[start of Selected passage]
Thriller Taxonomy



In two years’ time it will be a century since John Buchan published The Thirty-Nine Steps.

The dedication to Buchan’s friend Tommy Nelson is also famous. In it, the creator of Richard Hannay mentions their mutual ‘affection for that elementary type of tale which Americans call the “dime novel” and which we know as the “shocker” – the romance where the incidents defy the probabilities, and march just inside the borders of the possible’. John Buchan calls these productions ‘aids to cheerfulness’.
In the time since Buchan’s 39 Steps was first published, this short novel has been called a ‘thriller’, an ‘action novel’, a ‘spy story’ or variations on these. These descriptions are not quite the same thing but the book certainly set the standard for a type of adventure story. I am going to use the expression ‘a fast-moving combination of brain and brawn’.
Buchan brilliantly exploited the image of a respectable man running for his life in a world that appears, at least superficially, settled and civilized.
Of course, since then, thrillers, action novels and spy stories, have moved on. Think how Richard Hannay would get on nowadays. People sometimes do.
In the history of this most capacious genre however other writers brought in developments. Geoffrey Household’s Rogue Male (1939), for example, shows a hunter trying to shoot a Hitler-like character in revenge for the death of a love who happens, not at all incidentally, to be Jewish. This is at least more WW2 than WW1, less gung-ho, a deal more brutal.

This is not to demean Buchan. In August 1914, my husband’s great-grandfather and grandfather (then 63 and 38 respectively) took a train south from the North of Scotland to join up, and were seriously annoyed not to be accepted, one on the grounds of age, the other because of what was then called ‘a gammy leg’.
I suppose the next real shift was John Le Carré who caught the Cold War greyness, paranoia, muddle and just a touch of romantic morality in The Spy Who Came in from The Cold (1963).
[end of Selected passage]
Objectives:
1) Summarize the piece on thrillers in two sentences.
2) According to the piece on thrillers, why were the two relatives who took the train south in August 1914 not accepted?
3) Write what follows the last sentence of the piece on thrillers.
The listing that comes next has no connection to the piece on thrillers.
[start of Given data]
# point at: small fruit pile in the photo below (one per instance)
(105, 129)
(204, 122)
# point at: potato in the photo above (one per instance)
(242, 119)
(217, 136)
[end of Given data]
Exercise responses:
1) John Buchan's The Thirty-Nine Steps, whose dedication praises the "shocker" as a tale where incidents defy the probabilities, set the standard for a type of adventure story built on a respectable man running for his life in a seemingly civilized world. The genre has since moved on, with Geoffrey Household's Rogue Male bringing a more brutal tone and John Le Carré's The Spy Who Came in from The Cold capturing Cold War greyness and paranoia.

2) The great-grandfather, then 63, was turned down on the grounds of age. The grandfather, then 38, was refused because of what was then called "a gammy leg."

3)
It’s the fiftieth anniversary of the book in September this year. What has happened half a century on?
In my own case, four books into the Peter Cotton series (Black Bear comes out next month), I am getting to the stage of understanding a bit more of what I have been trying to do in the genre. I have also understood that the whole genre or classification aspect of publishing is too often misleading the reader. If asked for a quick description of my books I’d say ‘Intelligence stories’.
I say this because Amazon has pre-publication reviews and one of the reviewers of Black Bear says he can see the ‘brain’ but misses the ‘brawn.’ Quite right too. I have to admit I wanted to write a bloodless book. Rather more positively I wanted to concentrate on the insidious violence of so-called ‘truth-drugs’. No, I don’t think I am writing about an objective ‘reality’ but about historical circumstances and stresses in the late 1940s, when what became the Cold War and a stand-off was something of a jostle, full of authoritarian incompetence, misunderstandings and – there’s a certain consistency here – the disposability of people who, wittingly or not, get involved.
Now I can appreciate that physical violence – torture, for example – can cause a degree of turmoil in the reader, but there are other kinds of non-splat violence. My question really is – how do you use your brain when your brain has been affected or attacked by chemical means? At one level you have to know who you are fighting and the arms you have at your disposal.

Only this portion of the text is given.